Would you please copy the part of the material below that opens with the line containing "pixel 31 558" and closes with the line containing "# response lists one point per instance, each like pixel 897"? Copy it exactly, and only it.

/---

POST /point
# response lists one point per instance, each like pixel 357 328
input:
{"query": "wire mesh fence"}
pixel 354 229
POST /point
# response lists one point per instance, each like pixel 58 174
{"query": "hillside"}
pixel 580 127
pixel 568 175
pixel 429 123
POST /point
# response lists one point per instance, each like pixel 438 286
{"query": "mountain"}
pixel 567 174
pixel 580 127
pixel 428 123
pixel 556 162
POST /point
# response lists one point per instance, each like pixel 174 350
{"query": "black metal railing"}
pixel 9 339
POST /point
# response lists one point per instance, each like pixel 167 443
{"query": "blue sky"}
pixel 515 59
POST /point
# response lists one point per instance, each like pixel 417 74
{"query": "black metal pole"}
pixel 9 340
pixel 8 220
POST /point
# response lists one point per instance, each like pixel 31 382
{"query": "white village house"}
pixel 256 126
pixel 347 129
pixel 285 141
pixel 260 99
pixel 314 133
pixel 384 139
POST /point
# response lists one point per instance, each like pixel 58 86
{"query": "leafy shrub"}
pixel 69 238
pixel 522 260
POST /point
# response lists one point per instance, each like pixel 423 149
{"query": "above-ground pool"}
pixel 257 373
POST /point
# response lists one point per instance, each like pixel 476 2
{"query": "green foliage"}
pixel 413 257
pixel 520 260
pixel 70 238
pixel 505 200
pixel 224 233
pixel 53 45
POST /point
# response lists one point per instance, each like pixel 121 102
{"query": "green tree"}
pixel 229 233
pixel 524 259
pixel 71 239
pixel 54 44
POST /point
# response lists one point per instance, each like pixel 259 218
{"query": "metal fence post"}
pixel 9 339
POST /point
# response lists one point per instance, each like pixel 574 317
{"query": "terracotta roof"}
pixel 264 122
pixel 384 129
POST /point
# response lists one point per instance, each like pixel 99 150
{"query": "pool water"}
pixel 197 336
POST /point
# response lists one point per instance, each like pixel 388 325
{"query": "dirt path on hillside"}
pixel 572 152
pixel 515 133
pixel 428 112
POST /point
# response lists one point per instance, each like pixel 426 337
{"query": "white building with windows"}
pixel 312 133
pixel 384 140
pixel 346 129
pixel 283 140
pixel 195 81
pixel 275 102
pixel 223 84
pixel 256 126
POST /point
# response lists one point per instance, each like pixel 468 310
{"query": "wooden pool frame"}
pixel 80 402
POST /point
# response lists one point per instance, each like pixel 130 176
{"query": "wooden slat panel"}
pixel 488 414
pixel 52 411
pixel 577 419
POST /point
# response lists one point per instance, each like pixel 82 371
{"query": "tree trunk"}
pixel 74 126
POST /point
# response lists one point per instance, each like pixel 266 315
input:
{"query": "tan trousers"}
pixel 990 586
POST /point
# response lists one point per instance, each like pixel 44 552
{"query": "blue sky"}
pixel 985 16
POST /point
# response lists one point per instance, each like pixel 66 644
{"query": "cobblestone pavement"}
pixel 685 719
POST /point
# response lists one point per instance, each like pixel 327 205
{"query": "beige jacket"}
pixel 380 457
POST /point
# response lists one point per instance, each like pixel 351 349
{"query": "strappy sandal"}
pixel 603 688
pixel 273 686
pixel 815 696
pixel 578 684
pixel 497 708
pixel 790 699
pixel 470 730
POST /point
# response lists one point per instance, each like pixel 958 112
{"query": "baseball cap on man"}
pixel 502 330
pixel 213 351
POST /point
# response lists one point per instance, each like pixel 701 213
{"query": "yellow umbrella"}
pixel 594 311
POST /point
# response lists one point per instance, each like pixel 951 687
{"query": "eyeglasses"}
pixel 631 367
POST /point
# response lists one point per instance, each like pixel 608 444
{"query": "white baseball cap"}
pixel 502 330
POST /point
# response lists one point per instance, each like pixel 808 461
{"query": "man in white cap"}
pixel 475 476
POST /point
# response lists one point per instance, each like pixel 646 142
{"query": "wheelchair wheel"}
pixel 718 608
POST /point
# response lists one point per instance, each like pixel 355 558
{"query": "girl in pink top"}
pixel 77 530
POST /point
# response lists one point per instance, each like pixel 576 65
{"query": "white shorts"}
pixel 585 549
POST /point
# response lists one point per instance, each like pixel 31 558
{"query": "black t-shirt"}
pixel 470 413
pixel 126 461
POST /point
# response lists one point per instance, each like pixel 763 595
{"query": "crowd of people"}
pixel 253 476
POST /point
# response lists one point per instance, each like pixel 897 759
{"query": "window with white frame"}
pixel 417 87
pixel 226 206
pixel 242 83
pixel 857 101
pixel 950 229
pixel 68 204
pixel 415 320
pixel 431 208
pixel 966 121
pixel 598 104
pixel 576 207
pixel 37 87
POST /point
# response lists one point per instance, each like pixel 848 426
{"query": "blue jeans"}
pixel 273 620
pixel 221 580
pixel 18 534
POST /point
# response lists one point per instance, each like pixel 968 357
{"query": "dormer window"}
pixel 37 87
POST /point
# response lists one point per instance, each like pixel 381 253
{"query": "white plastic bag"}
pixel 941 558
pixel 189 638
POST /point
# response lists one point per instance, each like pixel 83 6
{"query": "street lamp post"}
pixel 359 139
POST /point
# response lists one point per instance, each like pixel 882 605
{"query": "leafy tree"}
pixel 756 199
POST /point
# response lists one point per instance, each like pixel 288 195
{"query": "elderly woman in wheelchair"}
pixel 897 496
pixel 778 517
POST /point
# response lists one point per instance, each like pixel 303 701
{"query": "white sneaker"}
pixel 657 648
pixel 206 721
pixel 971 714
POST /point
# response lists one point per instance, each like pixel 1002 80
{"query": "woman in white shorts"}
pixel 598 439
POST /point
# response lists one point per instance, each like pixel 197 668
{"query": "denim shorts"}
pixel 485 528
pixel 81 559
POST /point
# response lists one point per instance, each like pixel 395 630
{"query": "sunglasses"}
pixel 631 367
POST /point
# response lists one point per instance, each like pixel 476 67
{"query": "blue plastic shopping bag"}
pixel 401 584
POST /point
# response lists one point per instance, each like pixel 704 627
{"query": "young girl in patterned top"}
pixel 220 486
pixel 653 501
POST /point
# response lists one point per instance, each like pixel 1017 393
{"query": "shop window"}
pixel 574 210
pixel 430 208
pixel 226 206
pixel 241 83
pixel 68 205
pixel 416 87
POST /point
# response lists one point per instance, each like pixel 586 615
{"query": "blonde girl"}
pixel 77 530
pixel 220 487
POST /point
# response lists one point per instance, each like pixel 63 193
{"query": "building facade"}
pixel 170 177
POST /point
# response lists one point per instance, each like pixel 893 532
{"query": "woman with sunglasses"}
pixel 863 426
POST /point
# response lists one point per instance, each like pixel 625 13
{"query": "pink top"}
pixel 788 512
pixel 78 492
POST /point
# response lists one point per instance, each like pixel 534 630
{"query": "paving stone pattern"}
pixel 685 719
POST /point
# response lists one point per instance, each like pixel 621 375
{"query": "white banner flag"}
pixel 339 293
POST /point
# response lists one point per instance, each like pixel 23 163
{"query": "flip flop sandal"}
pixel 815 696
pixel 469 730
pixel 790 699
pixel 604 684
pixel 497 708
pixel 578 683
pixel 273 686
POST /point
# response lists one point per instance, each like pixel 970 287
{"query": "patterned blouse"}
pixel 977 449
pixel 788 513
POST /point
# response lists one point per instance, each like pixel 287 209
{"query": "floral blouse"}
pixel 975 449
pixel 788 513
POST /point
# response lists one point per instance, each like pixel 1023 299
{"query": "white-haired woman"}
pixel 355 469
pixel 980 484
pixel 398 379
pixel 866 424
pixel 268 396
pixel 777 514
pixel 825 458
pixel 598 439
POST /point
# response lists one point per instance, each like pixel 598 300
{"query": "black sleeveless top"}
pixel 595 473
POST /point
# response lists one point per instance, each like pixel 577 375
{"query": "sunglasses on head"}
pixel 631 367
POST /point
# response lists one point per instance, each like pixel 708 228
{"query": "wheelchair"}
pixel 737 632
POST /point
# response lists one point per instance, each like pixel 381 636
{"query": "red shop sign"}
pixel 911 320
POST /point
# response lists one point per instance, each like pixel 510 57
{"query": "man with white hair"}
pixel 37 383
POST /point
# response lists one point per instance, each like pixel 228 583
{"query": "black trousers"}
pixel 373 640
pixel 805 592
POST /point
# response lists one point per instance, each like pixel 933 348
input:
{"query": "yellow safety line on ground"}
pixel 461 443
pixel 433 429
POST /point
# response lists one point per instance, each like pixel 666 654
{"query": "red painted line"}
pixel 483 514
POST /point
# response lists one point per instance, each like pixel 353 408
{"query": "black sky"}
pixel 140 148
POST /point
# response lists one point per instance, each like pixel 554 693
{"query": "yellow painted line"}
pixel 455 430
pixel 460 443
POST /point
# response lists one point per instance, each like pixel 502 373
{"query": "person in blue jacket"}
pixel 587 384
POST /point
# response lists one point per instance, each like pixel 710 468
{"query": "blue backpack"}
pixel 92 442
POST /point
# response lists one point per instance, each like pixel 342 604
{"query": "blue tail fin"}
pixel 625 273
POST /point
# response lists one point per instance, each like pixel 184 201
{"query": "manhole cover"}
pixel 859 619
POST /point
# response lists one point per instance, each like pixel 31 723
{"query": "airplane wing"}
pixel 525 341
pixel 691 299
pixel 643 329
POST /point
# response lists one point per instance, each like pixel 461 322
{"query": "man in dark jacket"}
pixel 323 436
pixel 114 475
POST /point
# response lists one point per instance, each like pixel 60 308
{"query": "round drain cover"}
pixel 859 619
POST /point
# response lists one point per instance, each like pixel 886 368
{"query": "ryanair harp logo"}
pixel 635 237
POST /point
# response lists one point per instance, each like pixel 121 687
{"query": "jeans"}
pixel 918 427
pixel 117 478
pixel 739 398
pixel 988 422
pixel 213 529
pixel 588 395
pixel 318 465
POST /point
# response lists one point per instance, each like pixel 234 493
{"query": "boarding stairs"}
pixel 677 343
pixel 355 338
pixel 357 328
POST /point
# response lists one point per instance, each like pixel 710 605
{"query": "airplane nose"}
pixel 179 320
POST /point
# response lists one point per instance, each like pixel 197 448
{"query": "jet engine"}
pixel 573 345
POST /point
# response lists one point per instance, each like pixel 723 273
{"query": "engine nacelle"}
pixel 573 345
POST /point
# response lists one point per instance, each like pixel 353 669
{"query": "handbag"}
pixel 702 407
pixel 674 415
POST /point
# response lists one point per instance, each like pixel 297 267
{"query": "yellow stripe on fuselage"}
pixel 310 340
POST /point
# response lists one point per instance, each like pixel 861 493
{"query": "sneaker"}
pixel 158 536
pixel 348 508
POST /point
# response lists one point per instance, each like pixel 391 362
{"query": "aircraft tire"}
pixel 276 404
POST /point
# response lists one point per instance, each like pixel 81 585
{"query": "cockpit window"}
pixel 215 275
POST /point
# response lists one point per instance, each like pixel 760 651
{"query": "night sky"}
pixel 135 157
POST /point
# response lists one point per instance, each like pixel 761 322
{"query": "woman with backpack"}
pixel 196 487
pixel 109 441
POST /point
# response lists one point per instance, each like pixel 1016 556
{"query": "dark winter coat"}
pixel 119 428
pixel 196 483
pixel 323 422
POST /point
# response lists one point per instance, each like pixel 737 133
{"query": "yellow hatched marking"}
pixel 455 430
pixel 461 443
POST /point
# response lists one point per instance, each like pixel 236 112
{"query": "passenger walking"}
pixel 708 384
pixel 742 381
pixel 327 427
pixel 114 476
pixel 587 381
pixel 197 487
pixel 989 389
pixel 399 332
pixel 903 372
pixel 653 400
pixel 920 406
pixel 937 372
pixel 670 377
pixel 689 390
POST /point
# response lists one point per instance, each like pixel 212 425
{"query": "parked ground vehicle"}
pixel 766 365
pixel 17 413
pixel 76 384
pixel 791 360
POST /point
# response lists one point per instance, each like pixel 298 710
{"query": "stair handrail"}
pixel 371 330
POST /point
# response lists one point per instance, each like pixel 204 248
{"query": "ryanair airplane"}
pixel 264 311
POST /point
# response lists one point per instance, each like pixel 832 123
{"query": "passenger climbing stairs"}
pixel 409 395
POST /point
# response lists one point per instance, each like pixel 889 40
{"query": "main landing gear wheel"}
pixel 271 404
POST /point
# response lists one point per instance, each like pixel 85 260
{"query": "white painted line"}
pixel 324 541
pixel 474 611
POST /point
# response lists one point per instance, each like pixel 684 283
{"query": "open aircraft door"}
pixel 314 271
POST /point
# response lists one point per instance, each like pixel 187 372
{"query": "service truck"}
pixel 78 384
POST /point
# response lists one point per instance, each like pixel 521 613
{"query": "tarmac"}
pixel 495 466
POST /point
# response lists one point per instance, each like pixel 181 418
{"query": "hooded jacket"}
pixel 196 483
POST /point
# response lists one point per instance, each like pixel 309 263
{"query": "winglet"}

\---

ANSWER TO THIS PROBLEM ->
# response lists one point per instance, each like pixel 31 558
{"query": "black t-shirt"}
pixel 470 413
pixel 126 461
POST /point
# response lists one point per instance, each like pixel 763 595
{"query": "crowd of people"}
pixel 253 476
POST /point
# response lists one point per instance, each like pixel 897 759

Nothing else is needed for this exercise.